Brief:
Rewrite the entries below as a JSON list of strings, with one string for each line and no blank lines. Cover all of the entries, but leave the pictures out.

┏━━

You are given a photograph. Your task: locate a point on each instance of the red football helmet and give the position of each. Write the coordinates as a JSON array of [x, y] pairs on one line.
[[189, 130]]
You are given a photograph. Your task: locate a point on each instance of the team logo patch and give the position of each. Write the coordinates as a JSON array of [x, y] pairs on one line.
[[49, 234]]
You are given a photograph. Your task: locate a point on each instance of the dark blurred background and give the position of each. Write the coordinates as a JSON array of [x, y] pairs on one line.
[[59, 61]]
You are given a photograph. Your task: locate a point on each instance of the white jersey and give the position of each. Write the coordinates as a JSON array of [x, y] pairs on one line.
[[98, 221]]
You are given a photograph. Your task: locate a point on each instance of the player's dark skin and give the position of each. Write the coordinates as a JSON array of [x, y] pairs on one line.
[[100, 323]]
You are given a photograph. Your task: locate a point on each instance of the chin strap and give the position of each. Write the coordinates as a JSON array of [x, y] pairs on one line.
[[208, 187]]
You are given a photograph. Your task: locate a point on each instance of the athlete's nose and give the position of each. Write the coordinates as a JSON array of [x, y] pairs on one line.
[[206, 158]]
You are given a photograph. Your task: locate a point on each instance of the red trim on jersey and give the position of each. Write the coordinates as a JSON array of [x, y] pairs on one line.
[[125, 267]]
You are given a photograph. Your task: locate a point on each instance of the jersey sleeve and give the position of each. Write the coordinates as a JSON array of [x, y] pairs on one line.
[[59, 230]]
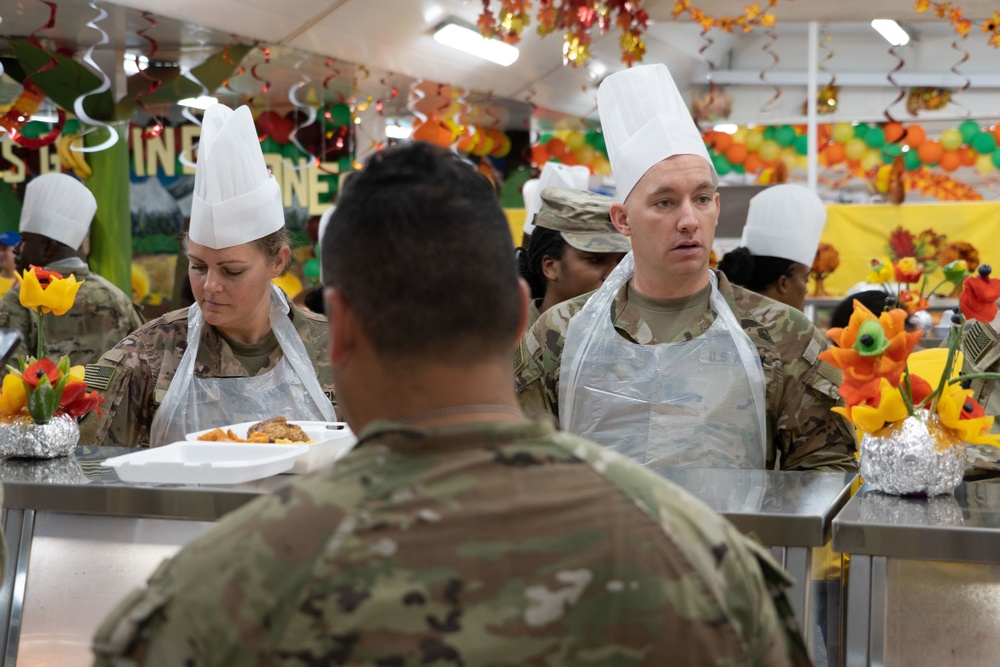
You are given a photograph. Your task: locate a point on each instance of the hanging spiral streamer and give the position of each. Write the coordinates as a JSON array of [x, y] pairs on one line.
[[105, 85], [154, 84], [954, 70], [892, 79], [772, 37], [309, 120]]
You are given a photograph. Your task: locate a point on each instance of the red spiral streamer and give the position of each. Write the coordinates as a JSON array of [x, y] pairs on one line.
[[954, 70], [772, 37], [892, 79]]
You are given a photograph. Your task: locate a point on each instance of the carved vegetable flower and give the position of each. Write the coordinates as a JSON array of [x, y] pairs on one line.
[[47, 291], [979, 296]]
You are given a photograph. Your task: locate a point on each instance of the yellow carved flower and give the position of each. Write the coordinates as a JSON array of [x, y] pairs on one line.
[[56, 296]]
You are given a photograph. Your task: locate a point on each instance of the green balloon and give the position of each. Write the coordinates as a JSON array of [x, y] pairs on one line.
[[34, 129], [269, 145], [968, 129], [722, 165], [875, 137], [596, 141], [889, 152], [802, 144], [983, 143], [785, 136], [310, 270]]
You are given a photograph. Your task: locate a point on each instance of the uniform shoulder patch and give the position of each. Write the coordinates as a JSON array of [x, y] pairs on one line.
[[98, 377]]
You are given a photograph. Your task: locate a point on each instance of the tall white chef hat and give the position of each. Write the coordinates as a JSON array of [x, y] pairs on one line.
[[58, 206], [553, 174], [785, 221], [236, 200], [645, 121]]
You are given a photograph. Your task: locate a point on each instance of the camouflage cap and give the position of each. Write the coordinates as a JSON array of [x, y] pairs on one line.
[[582, 218]]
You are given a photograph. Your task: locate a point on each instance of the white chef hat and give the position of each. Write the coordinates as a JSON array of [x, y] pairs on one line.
[[785, 221], [59, 207], [236, 200], [645, 121], [553, 174]]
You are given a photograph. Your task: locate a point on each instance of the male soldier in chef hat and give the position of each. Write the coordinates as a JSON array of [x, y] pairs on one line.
[[750, 392], [55, 219], [780, 238]]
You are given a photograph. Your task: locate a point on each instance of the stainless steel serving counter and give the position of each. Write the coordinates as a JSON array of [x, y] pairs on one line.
[[79, 539], [924, 584], [792, 513]]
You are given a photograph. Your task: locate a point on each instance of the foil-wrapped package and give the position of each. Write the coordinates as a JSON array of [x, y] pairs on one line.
[[23, 438], [917, 455]]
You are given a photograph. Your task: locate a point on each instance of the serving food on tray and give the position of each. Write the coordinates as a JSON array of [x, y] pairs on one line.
[[327, 441]]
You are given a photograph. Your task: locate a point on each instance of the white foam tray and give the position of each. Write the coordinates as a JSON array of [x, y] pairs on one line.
[[331, 440], [205, 463]]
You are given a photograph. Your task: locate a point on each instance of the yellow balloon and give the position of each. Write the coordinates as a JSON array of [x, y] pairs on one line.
[[574, 140], [855, 149], [843, 133], [871, 160], [601, 166], [984, 164]]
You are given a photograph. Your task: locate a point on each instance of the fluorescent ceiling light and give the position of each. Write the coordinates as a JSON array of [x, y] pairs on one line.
[[202, 102], [398, 132], [131, 67], [471, 42], [892, 31]]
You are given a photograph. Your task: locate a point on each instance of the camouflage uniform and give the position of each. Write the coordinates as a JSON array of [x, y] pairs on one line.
[[981, 349], [470, 545], [802, 433], [101, 316], [133, 377]]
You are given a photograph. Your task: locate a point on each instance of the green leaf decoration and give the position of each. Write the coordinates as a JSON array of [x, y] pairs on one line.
[[64, 82]]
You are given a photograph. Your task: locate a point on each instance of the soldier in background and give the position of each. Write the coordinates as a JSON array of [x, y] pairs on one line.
[[8, 240], [456, 532], [572, 249], [667, 362], [55, 219]]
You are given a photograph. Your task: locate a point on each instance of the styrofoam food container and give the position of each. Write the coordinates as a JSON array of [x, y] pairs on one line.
[[205, 463], [331, 440]]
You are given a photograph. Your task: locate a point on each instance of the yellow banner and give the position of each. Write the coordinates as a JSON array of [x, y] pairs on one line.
[[861, 232]]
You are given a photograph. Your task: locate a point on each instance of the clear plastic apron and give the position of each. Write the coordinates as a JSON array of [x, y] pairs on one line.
[[290, 388], [696, 403]]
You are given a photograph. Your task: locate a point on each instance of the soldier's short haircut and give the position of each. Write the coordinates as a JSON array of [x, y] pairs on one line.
[[420, 248]]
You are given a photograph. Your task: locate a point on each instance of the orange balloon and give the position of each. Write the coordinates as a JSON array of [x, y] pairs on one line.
[[539, 155], [930, 152], [467, 144], [893, 132], [737, 154], [723, 141], [753, 163], [556, 148], [950, 161], [915, 135], [834, 154]]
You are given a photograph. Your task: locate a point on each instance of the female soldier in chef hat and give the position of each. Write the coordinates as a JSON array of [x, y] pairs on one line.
[[243, 352]]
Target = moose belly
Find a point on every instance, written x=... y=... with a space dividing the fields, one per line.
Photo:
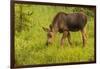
x=74 y=27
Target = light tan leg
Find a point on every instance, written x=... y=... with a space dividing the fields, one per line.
x=63 y=37
x=84 y=37
x=69 y=38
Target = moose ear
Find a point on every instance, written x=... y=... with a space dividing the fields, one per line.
x=45 y=29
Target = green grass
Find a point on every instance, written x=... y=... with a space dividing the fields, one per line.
x=30 y=45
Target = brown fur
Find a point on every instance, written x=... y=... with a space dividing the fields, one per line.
x=64 y=23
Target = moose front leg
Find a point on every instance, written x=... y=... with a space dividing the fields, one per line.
x=63 y=37
x=84 y=37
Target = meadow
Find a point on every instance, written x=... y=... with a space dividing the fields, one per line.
x=30 y=38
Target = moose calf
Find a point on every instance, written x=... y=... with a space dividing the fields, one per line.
x=64 y=23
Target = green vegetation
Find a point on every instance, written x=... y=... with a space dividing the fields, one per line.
x=30 y=38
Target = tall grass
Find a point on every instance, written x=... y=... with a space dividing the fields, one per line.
x=30 y=45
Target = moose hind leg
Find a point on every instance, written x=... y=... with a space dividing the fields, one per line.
x=63 y=37
x=69 y=38
x=84 y=37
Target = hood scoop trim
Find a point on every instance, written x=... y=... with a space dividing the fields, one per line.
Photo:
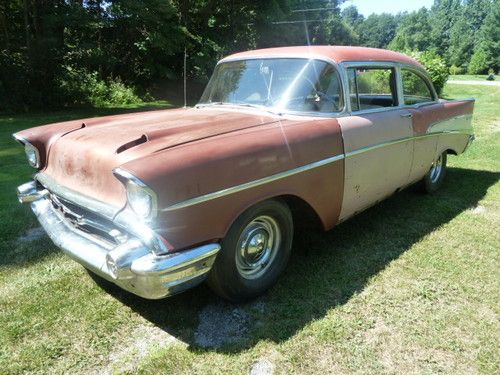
x=136 y=142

┗━━

Task output:
[
  "You are given a photograph. Your task: locate a point on each instance of the red football helmet and give the position of each. Write the coordinates as a JSON array of [x, y] pairs on one line.",
  "[[189, 130]]",
  "You are given a photograph. Your task: locate a point on each instance of the team logo patch and give the position of each. Write the coordinates as a JSON array of [x, y] pairs on one line.",
  "[[49, 234]]",
  "You are given a photograph. Your task: locate a point on each instance of the dark blurred background and give the position of each. Write the coordinates as a JSON array of [x, y] pairs on one line.",
  "[[59, 61]]",
  "You are given a photograph. Your task: locate a point on each instance of the white jersey and give the position of each. Write the coordinates as a JSON array of [x, y] pairs on one line.",
  "[[98, 221]]",
  "You are given a photograph. Your task: locate a point on each instance of the player's dark skin and give the position of each. Write the coordinates as a JSON array of [x, y] pairs on one line.",
  "[[100, 323]]",
  "You are given a photograph. Your task: locate a point on each instance of the chin strap and give the position of each. Write the coordinates as a JSON array of [x, y] pairs on one line.",
  "[[208, 187]]",
  "You are given a photograph. Your task: locate a point on each instance of the athlete's nose and give the position of each. Write the coordinates as a JSON array of [x, y] pairs on one line.",
  "[[206, 158]]",
  "You are given a photograph. Your task: locate a point on each instance of the red trim on jersey and give the position of each. Write the coordinates as a JSON array of [x, y] pairs on one line.",
  "[[125, 267]]",
  "You are given a photograph. Your task: locate a point on each instance of the jersey sleeve and give the position of each. Write the coordinates as a JSON array of [x, y] pairs on one line.",
  "[[59, 230]]",
  "You are given a photograph. Your task: locate a point on each instance of the hanging spiral streamer and give the position of each. Write the coordinates as a JSON array of [x, y] pairs on one line.",
  "[[105, 85], [154, 84], [954, 70], [892, 79], [772, 37], [309, 120]]",
  "You are given a photograph. Your task: locate a point on each instance of the red spiral streamer and give the position of each. Write the coordinates as a JSON array of [x, y] pairs on one line.",
  "[[954, 70], [772, 37], [892, 79]]",
  "You are given a photograph. Your task: locate a point on each instance of the carved vegetable flower and give the position of each. Write the coordinates as a JSON array of [x, y] pairs on one line.",
  "[[47, 291], [979, 296]]",
  "You are given a photograph. Your task: locate a point on each instance of the yellow carved flower and give the position of each. Write the coordinates as a JSON array of [x, y] pairs on one line.",
  "[[56, 296]]",
  "You are given a photograph. Your task: locate a point on each instance of the green balloon and give the position of each. Write the coordinates as a JSON array of [x, y] pairs on one line.",
  "[[34, 129], [269, 145], [968, 129], [722, 165], [875, 137], [596, 141], [889, 152], [802, 144], [983, 143], [785, 136], [310, 270]]",
  "You are given a photograph. Your task: locate a point on each instance of the uniform shoulder patch and give the position of each. Write the coordinates as a JSON array of [x, y] pairs on one line.",
  "[[98, 377]]",
  "You are given a photograph. Your task: locate a point on each instance of the tall white chef hat and give the position of each. Write the coordinates as a JSON array of [x, y] pairs on one line.",
  "[[58, 206], [553, 174], [785, 221], [236, 200], [645, 121]]",
  "You are given a photograph. Your task: locate a point on each instance of the camouflage cap and give the position of each. Write the coordinates as a JSON array of [x, y] pairs on one line.",
  "[[582, 218]]",
  "You are given a photograph. Your task: locate a point on each instance of the white chef hat and give the position of each. Write the coordinates as a JSON array of [x, y] pairs on one line.",
  "[[785, 221], [59, 207], [236, 200], [645, 121], [553, 174]]",
  "You are given a photograph. Your task: locate a point on each instance of the male soldier in chef hat and give the position of each. Write the coordinates as a JSON array of [x, y] pairs on one line.",
  "[[750, 392], [55, 219], [780, 238]]",
  "You are given a photograph. Your task: locate a point on each instance of the stainless steel serving counter and give the position of each. Write the coordinates as a JSON array of [x, y] pairs on one line.",
  "[[79, 539], [924, 584], [792, 513]]",
  "You are given a photograph. Your task: locate a point on each instance of the foil-wrapped package and give the position of each. Write the coordinates as a JSON array of [x, y] pairs on one line.",
  "[[23, 438], [917, 455]]",
  "You are given a photograph. Your task: locate a point on each instance of the serving food on tray and give the position of each. Write the coordinates as a JSON array of [x, y] pairs on one line.",
  "[[327, 441]]",
  "You are given a photograph. Your task: locate a point on each instance of the white foam tray and give the position of each. Write the coordinates as a JSON array of [x, y] pairs on one line.",
  "[[331, 440], [205, 463]]",
  "You are given a photograph. Your task: locate a point on each instance of the yellow balloon and give the position of each. Write the coordinates as a JSON array of [x, y] pairs on one line.",
  "[[574, 140], [855, 149], [843, 133], [871, 160], [601, 166], [984, 164]]",
  "You are given a photograph. Your task: locate a point on each instance of the fluorescent ceiling light and give the position of each. Write the coordinates as a JSON array of [x, y] pairs on one line.",
  "[[202, 102], [398, 132], [131, 67], [471, 42], [892, 31]]",
  "You are given a photograph. Your task: locate a point on each instance of the camouflage uniform and give the position of each. Write the coordinates as a JSON array of [x, y] pairs on one line.",
  "[[981, 349], [470, 545], [802, 433], [101, 316], [133, 377]]",
  "You are given a photograph. Your task: locate a point on each instance of the green leaf decoration and give the position of each. Write the coordinates as a JSON array of [x, y] pairs on one line.",
  "[[64, 82]]",
  "You are given a photograph. Your task: locate a point on each instance of the soldier in background and give the position of each. Write the coordinates as a JSON array of [x, y] pairs on one line.",
  "[[8, 240], [456, 532], [572, 249], [667, 362], [55, 219]]",
  "You are given a photograph. Your task: locate a point on each instance of the styrofoam food container and give the position of each. Write the coordinates as a JSON array of [x, y] pairs on one line.",
  "[[205, 463], [331, 440]]",
  "You are given a photograph. Your task: locate a point on each instance of the yellow banner and give the position of each. Write the coordinates as a JSON array of [x, y] pairs on one line.",
  "[[861, 232]]",
  "You are given a photograph. Your task: locate a point on each instance of the clear plastic apron and give the position of each. Write the coordinates as a JSON array of [x, y] pairs on one line.",
  "[[290, 388], [696, 403]]",
  "You are given a photograph. Your task: locate a point on each instance of the soldier's short haircut and give the position of each. Write the coordinates as a JSON array of [x, y] pairs on one line.",
  "[[420, 248]]",
  "You are given a photograph. Your task: locate a point on each instance of the orange balloon and give the position of each. Write the coordinates as a JSON array of [x, y] pairs on one line.",
  "[[539, 155], [930, 152], [467, 144], [893, 132], [737, 154], [723, 141], [753, 163], [556, 148], [950, 161], [915, 135], [834, 154]]",
  "You are given a photograph. Your task: locate a point on each instance of the female soldier in chef hat and give the position of each. Write the coordinates as a JSON array of [x, y] pairs on one line.",
  "[[243, 352]]",
  "Target = moose belly",
  "Find a point on every instance, written x=... y=... with a space dividing the fields, one per line.",
  "Photo:",
  "x=74 y=27",
  "Target = light tan leg",
  "Find a point on every instance, written x=... y=... with a space dividing the fields, one per line.",
  "x=63 y=37",
  "x=84 y=37",
  "x=69 y=38",
  "Target = moose ear",
  "Find a point on every instance, written x=... y=... with a space dividing the fields, one per line.",
  "x=45 y=29",
  "Target = green grass",
  "Find a point on every instance, written x=... y=... with a space dividing the fields, one per line.",
  "x=30 y=45",
  "Target = brown fur",
  "Find a point on every instance, written x=... y=... with a space dividing the fields, one per line.",
  "x=64 y=23",
  "Target = moose front leg",
  "Find a point on every instance, written x=... y=... with a space dividing the fields, one per line.",
  "x=63 y=37",
  "x=84 y=37",
  "Target = meadow",
  "Find a point on every instance, written x=... y=... with a space dividing the fields, one per line.",
  "x=30 y=38",
  "Target = moose calf",
  "Find a point on every instance, written x=... y=... with a space dividing the fields, one per line.",
  "x=64 y=23",
  "Target = green vegetation",
  "Find a point on every instance, written x=... y=... with a space dividing the fields, one per line.",
  "x=30 y=38",
  "Target = tall grass",
  "Find a point on every instance, written x=... y=... with a space dividing the fields, one per line.",
  "x=30 y=45",
  "Target = moose hind leg",
  "Find a point on every instance, written x=... y=... with a space dividing the fields, one per line.",
  "x=63 y=37",
  "x=69 y=38",
  "x=84 y=37",
  "Target = hood scoop trim",
  "Find a point on every instance, written x=... y=... with a space dividing the fields, one per line.",
  "Photo:",
  "x=136 y=142"
]